_WHAT YOU NEED TO DO_. Word for word, reproduce every line of the data below.

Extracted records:

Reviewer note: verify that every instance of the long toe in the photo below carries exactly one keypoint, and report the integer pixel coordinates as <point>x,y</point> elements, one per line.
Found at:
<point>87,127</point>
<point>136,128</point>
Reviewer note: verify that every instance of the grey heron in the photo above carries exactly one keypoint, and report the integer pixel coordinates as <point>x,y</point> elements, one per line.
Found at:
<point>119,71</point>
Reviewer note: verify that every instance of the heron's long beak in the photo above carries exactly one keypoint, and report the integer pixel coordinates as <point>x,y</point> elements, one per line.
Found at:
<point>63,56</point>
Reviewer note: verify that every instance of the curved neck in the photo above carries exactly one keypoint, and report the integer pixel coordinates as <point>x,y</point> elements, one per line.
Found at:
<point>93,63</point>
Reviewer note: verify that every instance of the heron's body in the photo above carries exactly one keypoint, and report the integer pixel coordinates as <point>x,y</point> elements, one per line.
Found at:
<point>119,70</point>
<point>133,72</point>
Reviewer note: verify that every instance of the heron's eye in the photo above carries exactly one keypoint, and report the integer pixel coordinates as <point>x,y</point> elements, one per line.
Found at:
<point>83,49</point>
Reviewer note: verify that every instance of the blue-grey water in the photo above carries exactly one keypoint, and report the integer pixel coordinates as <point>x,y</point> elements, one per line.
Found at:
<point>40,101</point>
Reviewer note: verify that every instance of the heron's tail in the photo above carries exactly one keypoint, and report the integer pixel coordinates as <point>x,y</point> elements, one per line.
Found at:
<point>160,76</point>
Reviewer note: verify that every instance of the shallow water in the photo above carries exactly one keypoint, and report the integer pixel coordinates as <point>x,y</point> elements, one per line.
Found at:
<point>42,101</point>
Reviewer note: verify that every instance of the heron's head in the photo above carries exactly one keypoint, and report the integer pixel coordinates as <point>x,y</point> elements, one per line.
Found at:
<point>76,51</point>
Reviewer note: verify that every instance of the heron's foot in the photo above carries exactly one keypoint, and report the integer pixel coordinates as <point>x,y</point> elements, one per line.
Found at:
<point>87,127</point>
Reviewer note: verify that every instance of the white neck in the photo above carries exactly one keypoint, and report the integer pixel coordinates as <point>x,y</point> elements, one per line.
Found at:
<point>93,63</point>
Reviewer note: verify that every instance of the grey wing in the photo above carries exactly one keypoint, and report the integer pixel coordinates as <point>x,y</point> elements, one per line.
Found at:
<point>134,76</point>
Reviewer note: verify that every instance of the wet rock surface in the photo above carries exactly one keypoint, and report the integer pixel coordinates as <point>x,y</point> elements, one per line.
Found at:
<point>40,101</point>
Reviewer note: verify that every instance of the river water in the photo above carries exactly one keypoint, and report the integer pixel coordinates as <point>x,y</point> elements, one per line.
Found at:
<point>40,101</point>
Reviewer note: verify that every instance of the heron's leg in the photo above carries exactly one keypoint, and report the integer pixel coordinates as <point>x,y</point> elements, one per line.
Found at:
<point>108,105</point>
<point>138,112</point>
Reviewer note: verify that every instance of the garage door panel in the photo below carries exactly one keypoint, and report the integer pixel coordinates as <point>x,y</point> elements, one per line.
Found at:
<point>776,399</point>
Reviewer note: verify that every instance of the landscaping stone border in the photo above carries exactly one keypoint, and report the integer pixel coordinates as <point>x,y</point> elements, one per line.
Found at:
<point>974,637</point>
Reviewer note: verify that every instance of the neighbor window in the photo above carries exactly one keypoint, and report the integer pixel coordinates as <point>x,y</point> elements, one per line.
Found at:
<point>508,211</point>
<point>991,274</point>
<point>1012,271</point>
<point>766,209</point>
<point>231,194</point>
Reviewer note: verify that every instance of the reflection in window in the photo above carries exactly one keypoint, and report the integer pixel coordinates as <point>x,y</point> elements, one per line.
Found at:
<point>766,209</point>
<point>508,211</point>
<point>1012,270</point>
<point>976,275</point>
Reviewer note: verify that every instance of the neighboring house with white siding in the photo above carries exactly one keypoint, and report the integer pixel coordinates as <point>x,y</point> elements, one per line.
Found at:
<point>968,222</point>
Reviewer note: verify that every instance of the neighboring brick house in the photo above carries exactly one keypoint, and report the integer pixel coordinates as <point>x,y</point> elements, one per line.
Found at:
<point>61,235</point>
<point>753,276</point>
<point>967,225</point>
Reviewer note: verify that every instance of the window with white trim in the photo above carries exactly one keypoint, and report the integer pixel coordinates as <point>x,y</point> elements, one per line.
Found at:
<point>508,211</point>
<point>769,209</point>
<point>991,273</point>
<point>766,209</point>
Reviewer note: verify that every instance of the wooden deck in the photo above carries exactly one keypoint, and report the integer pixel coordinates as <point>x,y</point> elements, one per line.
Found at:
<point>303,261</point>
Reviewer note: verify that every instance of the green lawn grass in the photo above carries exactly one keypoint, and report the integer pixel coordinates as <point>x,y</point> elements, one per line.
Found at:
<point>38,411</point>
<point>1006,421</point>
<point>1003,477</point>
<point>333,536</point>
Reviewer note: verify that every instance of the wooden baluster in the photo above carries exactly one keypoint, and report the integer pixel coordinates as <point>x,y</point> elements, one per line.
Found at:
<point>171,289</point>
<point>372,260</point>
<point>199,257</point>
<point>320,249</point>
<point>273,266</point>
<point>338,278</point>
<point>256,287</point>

_TASK OUTPUT_.
Reviewer note: verify that every instance of the long toe in the photo below carries exactly one keypoint, and report the integer pixel coordinates as <point>x,y</point> elements, one per line.
Found at:
<point>87,127</point>
<point>136,128</point>
Reviewer note: verify that every instance of the grey heron in the photo above carries exactly one keypoint, and report the integer pixel coordinates as <point>x,y</point> elements, one per line.
Found at:
<point>119,71</point>
Reviewer note: verify that every instance of the heron's long beak in the photo above carries exactly one keypoint, and report the integer pixel coordinates as <point>x,y</point> elements, one per line.
Found at:
<point>63,56</point>
Reviewer note: verify that every instance of the curved neck in the photo above carries exactly one keypoint, and report the integer pixel coordinates as <point>x,y</point> elements, one per line.
Found at:
<point>93,63</point>
Reviewer note: verify that every instance of the heron's body in the photo above carries exactly one keypoint, and report the integer pixel coordinates as <point>x,y</point> elements, one per line.
Found at:
<point>119,70</point>
<point>133,72</point>
Reviewer note: verify that every instance of the heron's eye in the photo above carries exactly one keypoint, and report the integer pixel coordinates as <point>x,y</point> elements, one per line.
Found at:
<point>83,49</point>
Reviewer note: verify that every instance of the blue-grey water in the photo above carries exactly one keypoint, and report the integer pixel coordinates as <point>x,y</point> elements, one per line.
Found at:
<point>40,101</point>
Reviewer note: verify that every instance of the heron's tail in the photo above carries exactly one keypoint, and report the integer pixel coordinates as <point>x,y</point> elements, one per line.
Found at:
<point>160,76</point>
Reviewer note: verify that every instance of the shallow water in the photo above carries exactly one keypoint, and report the integer pixel coordinates as <point>x,y</point> elements, one per line.
Found at:
<point>42,101</point>
Reviewer note: verify that every instance of the heron's head in the photo above carries exactly one keypoint, and report the integer pixel coordinates as <point>x,y</point> elements, one per line.
Found at:
<point>76,51</point>
Reviewer note: verify that every instance of the heron's foot in the photo above carries exactly one keypoint, and report the integer pixel coordinates as <point>x,y</point> elements, one per line.
Found at:
<point>87,127</point>
Reviewer note: verify that every instance of the white neck in the photo above carries exactly one keypoint, and report the integer pixel coordinates as <point>x,y</point> elements, one per line.
Found at:
<point>93,63</point>
Reviewer note: verify that every instance of the grey wing in the photo above carries exactly one keypoint, and report the integer pixel coordinates as <point>x,y</point> elements, one per line.
Found at:
<point>134,76</point>
Reviewer note: verify that every instance of the wet rock surface in the photo above carries exactly one keypoint, and report the integer pixel coordinates as <point>x,y</point> elements, one per line.
Found at:
<point>40,101</point>
Reviewer note: verify that every instance of the river water in the photo above carries exactly one keypoint, and report the integer pixel coordinates as <point>x,y</point> elements, one per line.
Found at:
<point>40,101</point>
Reviewer note: verify that every instance of the heron's leg in the photo above carries exactly one keypoint, and report the integer pixel coordinates as <point>x,y</point> elements, one per line.
Found at:
<point>108,105</point>
<point>138,112</point>
Reviewer note: verify that every instance of the garage door panel in the photo below carries exactly one keypoint, and report the integer pixel coordinates as <point>x,y</point> elements, one per line.
Found at:
<point>776,399</point>
Reviewer note: verify that every instance of the landscaping stone border in the photo above carries exactly one keypoint, and report the integer pixel coordinates as <point>x,y</point> elements, one per line.
Found at:
<point>974,637</point>
Reviewer note: verify that every instance of the neighbor window in the photo above carries exactly one keypoint, and report the integer pixel coordinates as <point>x,y</point> elements, one per line.
Found at:
<point>508,211</point>
<point>991,274</point>
<point>1012,271</point>
<point>766,209</point>
<point>231,194</point>
Reviewer note: verify that every instance of the reflection in window in the photo above carries exactly one keypoint, and report the integer pixel coordinates as <point>x,y</point> elements, one per line.
Found at:
<point>766,209</point>
<point>508,211</point>
<point>1012,270</point>
<point>976,275</point>
Reviewer note: verify that every instance of the neighboring house with white siding in the photo above carries exactly one keypoint, and report the integer pixel coordinates as <point>x,y</point> elements, one per line.
Found at:
<point>968,222</point>
Reviewer note: verify that every instance of the neighboring brick house in the photo above carries exactly one keypoint, and report the integer pixel coordinates as <point>x,y</point> elements, one per line.
Found at:
<point>61,235</point>
<point>753,276</point>
<point>967,225</point>
Reviewer note: verify that every instance of the window with white trim in the photo above carries exactly one keypoint, and report the integer pixel coordinates as <point>x,y</point> elements, one per line.
Found at:
<point>508,211</point>
<point>769,209</point>
<point>991,273</point>
<point>766,209</point>
Reviewer note: verify that every instance of the wooden deck in the photo above carries exactly one keypoint, and report the integer pixel coordinates as <point>x,y</point> elements, one per line.
Found at:
<point>303,261</point>
Reviewer note: verify that every instance of the green lawn grass in the photo above carries exactly one keypoint, and report the integer pixel coordinates as <point>x,y</point> elements, one per line.
Found at:
<point>38,411</point>
<point>1006,421</point>
<point>1003,477</point>
<point>333,536</point>
Reviewer note: verify that every instance of the wooden baluster in the photo above carries exactly one keypoint, and report the integer pixel coordinates as <point>x,y</point> elements, one per line.
Found at:
<point>171,289</point>
<point>372,260</point>
<point>199,257</point>
<point>320,249</point>
<point>273,266</point>
<point>338,278</point>
<point>256,287</point>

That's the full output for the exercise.